Kutipan
★ ★ ★ ★ ★

Upaya Sadari Kebenaran Saintis

Presiden terpilih Joko Widodo berjanji akan menjadikan 1 Muharram sebagai hari santri nasional. Dukungan hari santri nasional itu ditegaskan juga dalam hasil rekomendasi Rakernas PDIP di Semarang beberapa waktu lalu. Ini menjadi angin segar bagi santri dalam menatap kehidupan berbangsa dan bernegara menjadi semakin baik. Di sisi lain, ini menjadi tantangan bagi santri akan tanggung jawabnya berkontribusi untuk negara.
Dibalik rasa sukaria santri, masih ada hal urgen yang perlu dirumuskan kembali soal istilah santri. Santri hampir selalu dipahami sebagai kelompok masyarakat yang hanya tekun agama dan jauh dari ilmu umum. Pemahaman semacam ini menjadikan profil santri terkotakkan dalam ruang sempit yang menempatkan dirinya pada monodisiplin (agama).
Ketika agama dijadikan lokus kehidupannya, maka ilmu agama yang dipelajari cenderung menutup ilmu lainnya. Seakan ilmu yang harus dicari hanya dikonsentrasikan pada kepentingan akhirat saja dan menafikan ilmu dunia. Disinilah yang perlu ditata ulang dengan semangat santri dalam menatap era globalisasi.
Santri sebagaimana sering diartikan adalah singkatan dari sekehe kebisan kudu dipinteri (semua ilmu harus dipelajari). Artinya bahwa apa saja ilmu yang terkait dengan akhirat dan dunia perlu dicari dengan baik. Tumbuhnya jiwa keterbukaan santri dalam menilai arti ilmu non agama perlu dipacu—agar mampu menerima empat hakikat kebenaran secara simultan.
Ada empat dasar kebenaran yang populer di kalangan intelektual, yakni: kebenaran inderawi, kebenaran ilmiah, kebenaran filosofis dan kebenaran religius. Kebenaran inderawi merupakan awal lahirnya kesadaran manusia dalam menilai sebuah kebenaran yang dapat diterima indera. Sedangkan kebenaran ilmiah merupakan kebenaran yang lahir dari proses ilmu pengetahuan/sains. Adapun kebenaran filosofis lahir dari kebijaksanaan berpikir secara mendalam. Sementara kebenaran religius berangkat dari informasi wahyu dan keimanan dalam beragama.
Nampaknya, profil santri yang selama ini diidentikkan dengan tradisional/ortodok/ heterodok lebih karena pandangannya hanya pada kebenaran religius dan menafikan tiga kebenaran lainnya. Di dalam meneguhkan kebenaran religius ini pun tidak didasari dengan kekayaan ilmu pengetahuan yang bersifat empirik. Termasuk dalam memahami wahyu juga hanya berlandaskan keimanan yang cenderung tekstualis-litirelis. Sehingga lahirlah paham agama yang fundamental meninggalkan dimensi sosial.

★ ★ ★ ★ ★

Data Mentah
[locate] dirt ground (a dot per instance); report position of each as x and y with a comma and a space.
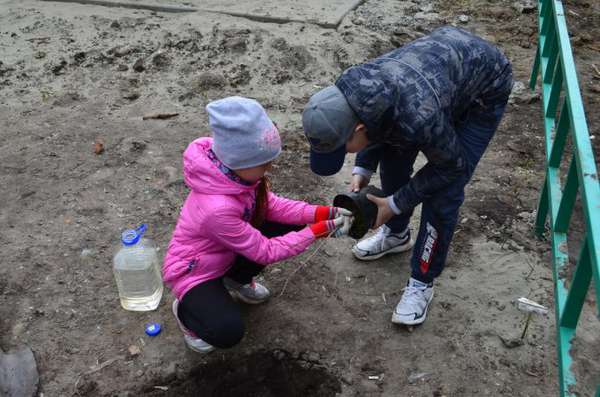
72, 76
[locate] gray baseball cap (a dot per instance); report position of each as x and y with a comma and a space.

★ ★ ★ ★ ★

Tugas yang Dikerjakan
1. Salin ulang bagian kutipan tentang santri, mulai dari "Ketika agama dijadikan" dan berakhir pada "menatap era globalisasi.".
2. Menurut kutipan tentang santri, dari mana lahirnya kebenaran ilmiah?

Jawaban Tiap Tugas
1.
Ketika agama dijadikan lokus kehidupannya, maka ilmu agama yang dipelajari cenderung menutup ilmu lainnya. Seakan ilmu yang harus dicari hanya dikonsentrasikan pada kepentingan akhirat saja dan menafikan ilmu dunia. Disinilah yang perlu ditata ulang dengan semangat santri dalam menatap era globalisasi.

2. Kebenaran ilmiah lahir dari proses ilmu pengetahuan/sains.